> REQUIRED WORK:
1. In the forum thread about an April throwdown, what does davidhef88 say an entrant may win?
2. Write the next part of the forum thread about an April throwdown, starting after its final post.

> DOCUMENT EXCERPT:
# April throwdown??



## davidhef88 (Mar 31, 2012)

Is there gonna be an April throwdown?  that last one was so much fun.  I encourage anyone who hasn't entered one to do so, it makes it so much more interesting,  You never know, you just may win a great prize.  Can't win it unless your in it.


----------



## davidhef88 (Apr 1, 2012)

???


----------



## diggingdogfarm (Apr 1, 2012)

Good question!
I've been wondering the same thing!


----------



## puddy (Apr 1, 2012)

Yes please, I would like to try one.


----------



## sflcowboy78 (Apr 2, 2012)

I would love to see a Throw-down, I have some great ideas for whatever the category may be.

> MATERIAL SHOWN:
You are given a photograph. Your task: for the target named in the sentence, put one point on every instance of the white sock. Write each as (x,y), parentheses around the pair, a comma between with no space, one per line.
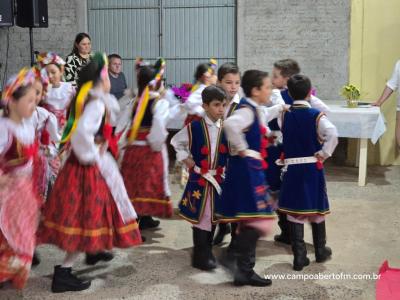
(70,259)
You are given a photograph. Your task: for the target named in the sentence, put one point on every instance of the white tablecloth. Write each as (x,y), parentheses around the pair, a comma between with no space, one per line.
(362,122)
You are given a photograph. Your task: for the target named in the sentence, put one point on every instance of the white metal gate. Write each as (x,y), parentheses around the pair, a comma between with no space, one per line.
(184,32)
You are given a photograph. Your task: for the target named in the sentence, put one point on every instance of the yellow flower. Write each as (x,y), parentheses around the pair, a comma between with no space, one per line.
(196,194)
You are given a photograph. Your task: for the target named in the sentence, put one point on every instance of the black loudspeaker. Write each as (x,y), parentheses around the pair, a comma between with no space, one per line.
(32,13)
(6,13)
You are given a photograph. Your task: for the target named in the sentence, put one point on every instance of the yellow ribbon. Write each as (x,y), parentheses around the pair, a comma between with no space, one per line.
(141,109)
(80,101)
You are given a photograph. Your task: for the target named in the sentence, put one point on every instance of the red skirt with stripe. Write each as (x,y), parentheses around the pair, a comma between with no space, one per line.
(81,215)
(143,173)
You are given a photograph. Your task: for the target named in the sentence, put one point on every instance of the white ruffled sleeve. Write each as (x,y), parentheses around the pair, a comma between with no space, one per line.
(158,132)
(113,107)
(82,140)
(52,128)
(180,142)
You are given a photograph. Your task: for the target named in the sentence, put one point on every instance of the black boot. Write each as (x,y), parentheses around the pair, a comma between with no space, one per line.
(35,259)
(298,246)
(201,258)
(147,222)
(246,259)
(284,237)
(64,281)
(92,259)
(223,229)
(210,244)
(322,253)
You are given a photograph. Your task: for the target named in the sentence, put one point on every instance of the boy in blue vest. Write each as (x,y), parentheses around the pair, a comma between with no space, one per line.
(229,80)
(244,196)
(283,69)
(201,146)
(308,139)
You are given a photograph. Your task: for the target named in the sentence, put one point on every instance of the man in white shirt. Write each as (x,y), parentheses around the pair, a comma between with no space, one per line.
(392,85)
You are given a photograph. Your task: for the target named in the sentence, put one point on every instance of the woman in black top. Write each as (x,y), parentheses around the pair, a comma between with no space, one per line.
(78,58)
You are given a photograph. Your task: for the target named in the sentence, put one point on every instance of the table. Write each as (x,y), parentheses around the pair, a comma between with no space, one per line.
(364,123)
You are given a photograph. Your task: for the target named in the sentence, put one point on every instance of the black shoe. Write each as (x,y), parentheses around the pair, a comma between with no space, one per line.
(245,244)
(147,222)
(284,236)
(223,229)
(228,260)
(298,246)
(64,281)
(92,259)
(322,253)
(35,259)
(253,280)
(202,255)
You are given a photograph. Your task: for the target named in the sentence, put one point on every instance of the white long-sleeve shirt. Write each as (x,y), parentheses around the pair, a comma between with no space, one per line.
(242,118)
(193,104)
(180,141)
(88,152)
(326,131)
(42,117)
(60,97)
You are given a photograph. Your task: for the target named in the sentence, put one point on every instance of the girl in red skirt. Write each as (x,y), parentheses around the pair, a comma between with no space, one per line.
(144,163)
(88,209)
(19,206)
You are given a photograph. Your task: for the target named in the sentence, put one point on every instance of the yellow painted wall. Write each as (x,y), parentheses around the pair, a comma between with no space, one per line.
(374,50)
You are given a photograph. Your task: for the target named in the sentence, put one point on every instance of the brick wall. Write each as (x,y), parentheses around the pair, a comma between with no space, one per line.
(314,32)
(59,37)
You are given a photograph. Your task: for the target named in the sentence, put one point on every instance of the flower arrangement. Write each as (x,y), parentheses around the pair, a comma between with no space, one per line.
(182,92)
(352,95)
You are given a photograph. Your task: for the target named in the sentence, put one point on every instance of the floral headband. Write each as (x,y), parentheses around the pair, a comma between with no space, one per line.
(41,74)
(23,78)
(47,58)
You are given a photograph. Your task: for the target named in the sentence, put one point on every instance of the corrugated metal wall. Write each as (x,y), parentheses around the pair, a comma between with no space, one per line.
(184,32)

> SOLVED TASKS:
1. A great prize.

2.
----------



## bmudd14474 (Apr 2, 2012)

Yes there will be one. I am a bit behind but will have it posted late tonight PDT.


----------



## davidhef88 (Apr 2, 2012)

Thanks Brian. That's good to hear. Can't wait to hear what it is.


----------



## jalan43 (Apr 2, 2012)

There should be one coming along any day now!


----------



## bigfish98 (Apr 3, 2012)

I can't wait to see what it is!  Hopefully I will be able to enter this time!!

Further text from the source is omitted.